▶ **EXERCISE INPUTS**:
────────────────
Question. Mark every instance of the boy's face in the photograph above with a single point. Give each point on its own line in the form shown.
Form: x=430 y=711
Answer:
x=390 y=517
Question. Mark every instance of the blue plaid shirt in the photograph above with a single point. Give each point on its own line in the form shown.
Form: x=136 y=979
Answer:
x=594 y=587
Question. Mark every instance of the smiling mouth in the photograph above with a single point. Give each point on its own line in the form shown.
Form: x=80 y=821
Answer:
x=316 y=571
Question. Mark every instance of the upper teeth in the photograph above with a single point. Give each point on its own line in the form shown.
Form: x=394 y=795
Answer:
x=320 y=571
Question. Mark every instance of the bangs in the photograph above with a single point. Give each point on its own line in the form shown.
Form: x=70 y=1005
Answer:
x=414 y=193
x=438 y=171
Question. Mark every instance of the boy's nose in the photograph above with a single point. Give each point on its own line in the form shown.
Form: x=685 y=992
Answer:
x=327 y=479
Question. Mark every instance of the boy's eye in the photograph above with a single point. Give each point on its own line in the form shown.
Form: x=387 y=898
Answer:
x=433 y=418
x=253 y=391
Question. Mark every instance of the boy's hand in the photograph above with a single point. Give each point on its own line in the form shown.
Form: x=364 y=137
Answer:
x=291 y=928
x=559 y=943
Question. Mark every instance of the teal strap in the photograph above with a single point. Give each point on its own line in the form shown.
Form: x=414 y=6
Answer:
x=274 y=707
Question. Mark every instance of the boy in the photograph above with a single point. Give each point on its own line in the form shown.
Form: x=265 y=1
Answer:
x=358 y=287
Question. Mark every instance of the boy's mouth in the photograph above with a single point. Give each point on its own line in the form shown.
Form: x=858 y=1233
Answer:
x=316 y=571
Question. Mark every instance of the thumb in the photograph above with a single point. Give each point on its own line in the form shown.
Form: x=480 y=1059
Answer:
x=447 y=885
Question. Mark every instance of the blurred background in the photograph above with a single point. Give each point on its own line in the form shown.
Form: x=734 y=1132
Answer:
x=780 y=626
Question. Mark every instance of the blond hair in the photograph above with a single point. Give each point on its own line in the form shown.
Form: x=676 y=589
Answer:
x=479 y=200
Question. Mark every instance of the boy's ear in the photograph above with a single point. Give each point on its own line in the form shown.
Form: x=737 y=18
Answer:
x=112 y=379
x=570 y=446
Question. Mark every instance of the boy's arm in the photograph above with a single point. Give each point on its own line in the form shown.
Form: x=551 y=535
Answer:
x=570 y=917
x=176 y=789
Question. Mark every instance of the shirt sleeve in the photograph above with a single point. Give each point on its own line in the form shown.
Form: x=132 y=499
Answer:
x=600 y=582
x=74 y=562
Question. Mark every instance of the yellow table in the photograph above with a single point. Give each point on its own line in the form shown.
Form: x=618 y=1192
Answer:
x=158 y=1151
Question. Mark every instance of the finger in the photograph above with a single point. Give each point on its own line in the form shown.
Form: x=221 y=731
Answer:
────────────────
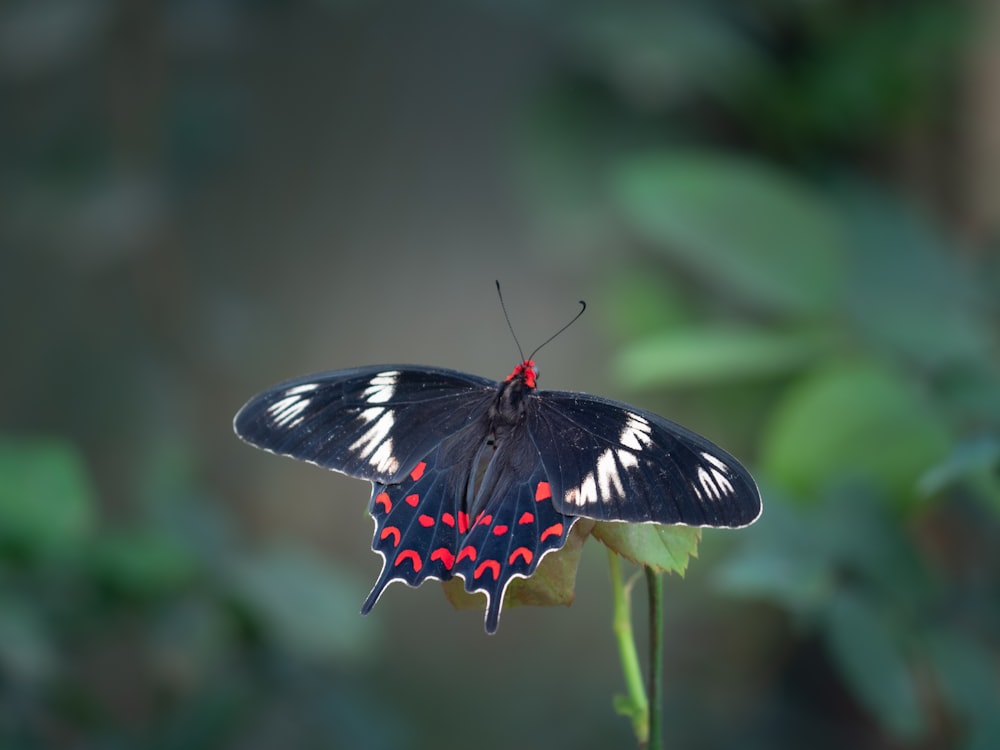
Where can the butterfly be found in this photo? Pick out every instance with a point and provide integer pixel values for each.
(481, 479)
────────────────
▶ **TASK ITEM**:
Check each line above for the string "shirt" and show the ones that have it.

▶ **TASK RESPONSE**:
Question. Mark every instance of the blue plaid shirt in the photograph above with a single point. Give each point on its own line in the form shown.
Question. Mark every instance of the shirt sleeve in the photograph above with a single point. Give each point on its own line in the form shown.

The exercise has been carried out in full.